Gather each line of the items below that contains the word "stone".

----- SUPPLIED DATA

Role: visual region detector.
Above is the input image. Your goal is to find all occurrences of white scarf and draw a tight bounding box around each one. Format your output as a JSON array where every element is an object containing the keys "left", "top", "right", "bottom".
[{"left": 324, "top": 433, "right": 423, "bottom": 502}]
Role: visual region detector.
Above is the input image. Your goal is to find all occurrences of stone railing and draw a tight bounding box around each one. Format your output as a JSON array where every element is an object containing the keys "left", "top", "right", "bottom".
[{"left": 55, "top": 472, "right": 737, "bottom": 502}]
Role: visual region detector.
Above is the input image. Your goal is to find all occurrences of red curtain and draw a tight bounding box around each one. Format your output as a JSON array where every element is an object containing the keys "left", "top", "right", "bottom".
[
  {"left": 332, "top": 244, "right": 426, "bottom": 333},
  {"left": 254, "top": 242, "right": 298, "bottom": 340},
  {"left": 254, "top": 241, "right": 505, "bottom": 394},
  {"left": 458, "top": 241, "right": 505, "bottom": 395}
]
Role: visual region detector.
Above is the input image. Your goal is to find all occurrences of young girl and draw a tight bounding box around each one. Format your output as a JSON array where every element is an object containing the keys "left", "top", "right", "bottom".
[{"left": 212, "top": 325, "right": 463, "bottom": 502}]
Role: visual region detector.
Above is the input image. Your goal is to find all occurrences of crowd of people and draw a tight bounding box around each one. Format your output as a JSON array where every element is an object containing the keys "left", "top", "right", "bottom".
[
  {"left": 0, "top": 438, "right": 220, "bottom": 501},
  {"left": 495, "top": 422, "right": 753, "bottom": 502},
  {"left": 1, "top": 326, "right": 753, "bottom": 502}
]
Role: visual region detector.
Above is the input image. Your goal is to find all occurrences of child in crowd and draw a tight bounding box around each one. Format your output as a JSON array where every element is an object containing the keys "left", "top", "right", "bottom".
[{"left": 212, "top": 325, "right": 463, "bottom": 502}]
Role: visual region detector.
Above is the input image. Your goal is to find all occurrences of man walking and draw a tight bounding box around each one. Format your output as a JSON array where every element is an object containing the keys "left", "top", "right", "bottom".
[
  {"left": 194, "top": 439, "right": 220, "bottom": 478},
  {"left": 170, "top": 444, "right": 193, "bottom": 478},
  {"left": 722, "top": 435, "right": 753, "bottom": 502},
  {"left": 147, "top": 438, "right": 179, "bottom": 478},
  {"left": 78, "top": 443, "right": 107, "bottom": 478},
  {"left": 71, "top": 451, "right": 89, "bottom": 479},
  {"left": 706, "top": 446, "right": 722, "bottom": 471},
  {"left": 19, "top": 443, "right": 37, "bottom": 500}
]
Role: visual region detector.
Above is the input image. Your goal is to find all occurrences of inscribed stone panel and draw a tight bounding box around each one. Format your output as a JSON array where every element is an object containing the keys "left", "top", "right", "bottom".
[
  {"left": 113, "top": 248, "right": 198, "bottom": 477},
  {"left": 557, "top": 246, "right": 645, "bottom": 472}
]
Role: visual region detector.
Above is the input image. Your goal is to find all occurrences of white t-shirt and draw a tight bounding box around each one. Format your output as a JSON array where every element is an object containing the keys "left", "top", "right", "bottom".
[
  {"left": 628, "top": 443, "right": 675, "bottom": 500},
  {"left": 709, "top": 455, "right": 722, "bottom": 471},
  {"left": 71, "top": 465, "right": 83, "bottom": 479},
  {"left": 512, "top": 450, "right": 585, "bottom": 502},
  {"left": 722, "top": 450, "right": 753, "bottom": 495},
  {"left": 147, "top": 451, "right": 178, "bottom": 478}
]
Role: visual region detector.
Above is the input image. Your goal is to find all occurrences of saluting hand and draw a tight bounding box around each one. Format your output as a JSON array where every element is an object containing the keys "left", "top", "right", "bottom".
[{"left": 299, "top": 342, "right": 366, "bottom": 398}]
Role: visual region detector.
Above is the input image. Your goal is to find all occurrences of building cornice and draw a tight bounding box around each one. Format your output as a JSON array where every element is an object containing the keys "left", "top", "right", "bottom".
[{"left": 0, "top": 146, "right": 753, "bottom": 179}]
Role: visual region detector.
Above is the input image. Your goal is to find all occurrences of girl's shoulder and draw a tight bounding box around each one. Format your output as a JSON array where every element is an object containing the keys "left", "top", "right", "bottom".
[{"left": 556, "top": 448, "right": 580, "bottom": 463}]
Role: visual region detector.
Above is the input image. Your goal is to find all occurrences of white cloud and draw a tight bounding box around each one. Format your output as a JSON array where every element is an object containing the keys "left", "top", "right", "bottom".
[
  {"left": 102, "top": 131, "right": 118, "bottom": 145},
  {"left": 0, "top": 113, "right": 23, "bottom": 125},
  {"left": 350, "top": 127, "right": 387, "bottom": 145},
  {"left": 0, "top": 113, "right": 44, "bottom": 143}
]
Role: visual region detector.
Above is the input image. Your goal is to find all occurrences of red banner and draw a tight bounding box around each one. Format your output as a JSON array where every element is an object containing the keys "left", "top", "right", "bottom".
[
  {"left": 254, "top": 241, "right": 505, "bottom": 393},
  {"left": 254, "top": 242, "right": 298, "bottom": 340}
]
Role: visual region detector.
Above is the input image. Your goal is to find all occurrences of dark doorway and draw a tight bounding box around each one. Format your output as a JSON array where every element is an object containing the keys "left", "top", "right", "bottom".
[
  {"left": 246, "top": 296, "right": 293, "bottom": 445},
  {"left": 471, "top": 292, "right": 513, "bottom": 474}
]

----------

FULL OUTPUT:
Above is the input image. Your goal is to find all occurrences of stone railing and draw a tight bounding box around each one. Format your output as a JSON array where every element is an object containing the keys "left", "top", "right", "bottom".
Above is the input image. Your goal is to find all occurrences of inscribed stone panel and draw a tight bounding box around each one. Format your output as a JSON array where every element is an object containing the keys "left", "top", "right", "bottom".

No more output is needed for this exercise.